(Extracted text):

---*---

0

Is there a way to find all urls inside a string and save each trunk of the original message in an array?

My goal is to intercepts url, change it with a function that change some parameters in the url, and rebuild original string.

Example:

$original_string = "Hi, this is a list of urls: http://www.google.it, www.amazon.it, https://www.amzn.to/XXXXX and at the end we have www.example.it";

Expected result:

$result = array(
0 => "Hi, this is a list of urls: ",
1 => "http://www.google.it",
2 => ", ",
3 => "www.amazon.it",
4 => ", ",
5 => "https://www.amzn.to/XXXXX",
6 => " and at the end we have ",
7 => "www.example.it"
);

After this result, i can edit my link with a function i've already done and rebuild the string.

I can find all urls inside a string with: preg_match_all('#\bhttps?://[^,\s()<>]+(?:\([\w\d]+\)|([^,[:punct:]\s]|/))#', $original_string, $urls);

but i lost all other text...

UPDATE: tried this code as suggested, but i get strange result:

$x = preg_split('#\bhttps?://[^,\s()<>]+(?:\([\w\d]+\)|([^,[:punct:]\s]|/))#', $original_string, -1, PREG_SPLIT_DELIM_CAPTURE);

var_dump($x);



  array(9) {
  [0]=>
  string(28) "Hi, this is a list of urls: "
  [1]=>
  string(1) "t"
  [2]=>
  string(2) ", "
  [3]=>
  string(1) "t"
  [4]=>
  string(2) ", "
  [5]=>
  string(1) "X"
  [6]=>
  string(24) " and at the end we have "
  [7]=>
  string(1) "t"
  [8]=>
  string(0) ""

---*---

(Task details): Continue the PHP question about splitting a string around its URLs from the point where it stops.

---*---

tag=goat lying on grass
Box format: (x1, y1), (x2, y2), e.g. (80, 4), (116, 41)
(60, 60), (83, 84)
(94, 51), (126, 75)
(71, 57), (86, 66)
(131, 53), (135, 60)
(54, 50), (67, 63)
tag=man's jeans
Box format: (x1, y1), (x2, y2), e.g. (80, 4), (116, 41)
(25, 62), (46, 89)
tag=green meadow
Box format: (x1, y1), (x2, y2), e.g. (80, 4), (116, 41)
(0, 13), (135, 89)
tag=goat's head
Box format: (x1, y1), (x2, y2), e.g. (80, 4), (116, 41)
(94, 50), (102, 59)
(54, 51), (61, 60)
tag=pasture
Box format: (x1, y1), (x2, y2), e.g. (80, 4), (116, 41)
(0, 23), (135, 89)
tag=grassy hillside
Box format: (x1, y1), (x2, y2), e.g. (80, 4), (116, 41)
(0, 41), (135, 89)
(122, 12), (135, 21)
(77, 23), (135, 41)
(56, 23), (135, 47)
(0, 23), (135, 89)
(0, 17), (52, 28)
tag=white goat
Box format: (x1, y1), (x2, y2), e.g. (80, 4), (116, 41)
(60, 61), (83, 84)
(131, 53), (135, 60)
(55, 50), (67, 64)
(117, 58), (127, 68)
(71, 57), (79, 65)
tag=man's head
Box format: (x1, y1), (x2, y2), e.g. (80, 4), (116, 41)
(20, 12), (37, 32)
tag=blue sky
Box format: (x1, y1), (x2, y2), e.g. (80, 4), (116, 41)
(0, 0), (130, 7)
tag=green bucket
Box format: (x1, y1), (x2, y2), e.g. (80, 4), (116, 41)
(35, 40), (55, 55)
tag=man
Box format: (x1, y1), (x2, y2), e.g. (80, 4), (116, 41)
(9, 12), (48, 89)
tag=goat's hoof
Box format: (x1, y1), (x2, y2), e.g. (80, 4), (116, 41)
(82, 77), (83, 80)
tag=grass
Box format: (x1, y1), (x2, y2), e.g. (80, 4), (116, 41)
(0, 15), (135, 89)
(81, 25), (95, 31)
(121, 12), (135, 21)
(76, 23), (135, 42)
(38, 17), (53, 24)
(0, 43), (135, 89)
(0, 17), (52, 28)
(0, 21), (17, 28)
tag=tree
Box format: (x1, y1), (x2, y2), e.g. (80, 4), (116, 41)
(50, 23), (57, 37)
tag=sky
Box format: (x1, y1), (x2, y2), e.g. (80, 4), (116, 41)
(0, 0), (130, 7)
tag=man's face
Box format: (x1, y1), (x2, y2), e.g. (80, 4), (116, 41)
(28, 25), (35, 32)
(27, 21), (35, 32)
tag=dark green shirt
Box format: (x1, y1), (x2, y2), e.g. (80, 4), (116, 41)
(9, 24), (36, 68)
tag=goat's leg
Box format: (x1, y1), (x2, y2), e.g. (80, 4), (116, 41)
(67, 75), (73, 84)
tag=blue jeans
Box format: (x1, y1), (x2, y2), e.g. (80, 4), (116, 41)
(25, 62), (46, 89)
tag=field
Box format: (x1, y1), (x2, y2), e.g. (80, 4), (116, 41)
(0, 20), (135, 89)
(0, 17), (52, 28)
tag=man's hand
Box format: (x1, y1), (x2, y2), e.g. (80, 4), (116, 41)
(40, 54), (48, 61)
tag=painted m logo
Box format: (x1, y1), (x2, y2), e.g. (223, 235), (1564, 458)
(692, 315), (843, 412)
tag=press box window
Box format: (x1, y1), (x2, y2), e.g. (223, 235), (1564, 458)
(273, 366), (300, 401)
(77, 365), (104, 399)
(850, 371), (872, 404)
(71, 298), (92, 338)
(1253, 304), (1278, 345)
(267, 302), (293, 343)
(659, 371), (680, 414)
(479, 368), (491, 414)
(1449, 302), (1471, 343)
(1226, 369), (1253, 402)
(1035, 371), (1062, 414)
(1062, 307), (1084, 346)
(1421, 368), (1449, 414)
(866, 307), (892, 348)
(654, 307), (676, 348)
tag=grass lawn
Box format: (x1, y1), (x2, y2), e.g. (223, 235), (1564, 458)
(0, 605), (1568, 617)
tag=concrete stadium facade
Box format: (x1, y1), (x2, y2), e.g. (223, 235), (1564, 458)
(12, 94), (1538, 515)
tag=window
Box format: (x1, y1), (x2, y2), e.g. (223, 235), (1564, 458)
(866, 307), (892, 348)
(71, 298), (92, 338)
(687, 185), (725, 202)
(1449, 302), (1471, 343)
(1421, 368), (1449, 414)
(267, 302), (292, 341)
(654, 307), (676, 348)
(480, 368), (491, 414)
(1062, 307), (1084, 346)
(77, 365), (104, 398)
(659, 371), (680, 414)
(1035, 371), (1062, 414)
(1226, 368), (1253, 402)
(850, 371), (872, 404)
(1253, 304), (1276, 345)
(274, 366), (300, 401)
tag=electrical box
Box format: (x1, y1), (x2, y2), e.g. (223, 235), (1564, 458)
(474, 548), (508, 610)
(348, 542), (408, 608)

---*---

(Task response):
}
itajackass
  • 346
  • 1
  • 2
  • 15

1 Answers1

1

Your best bet is regular expressions. According to your original problem description, very likely you'll need to use preg_replace_callback function, rather than splitting the string into array, processing and re-assembling it.

I can't say it's a reliable source to use, but start from PHP: Regular Expression to get a URL from a string if you need help creating a regular expression. Or just use a web search :)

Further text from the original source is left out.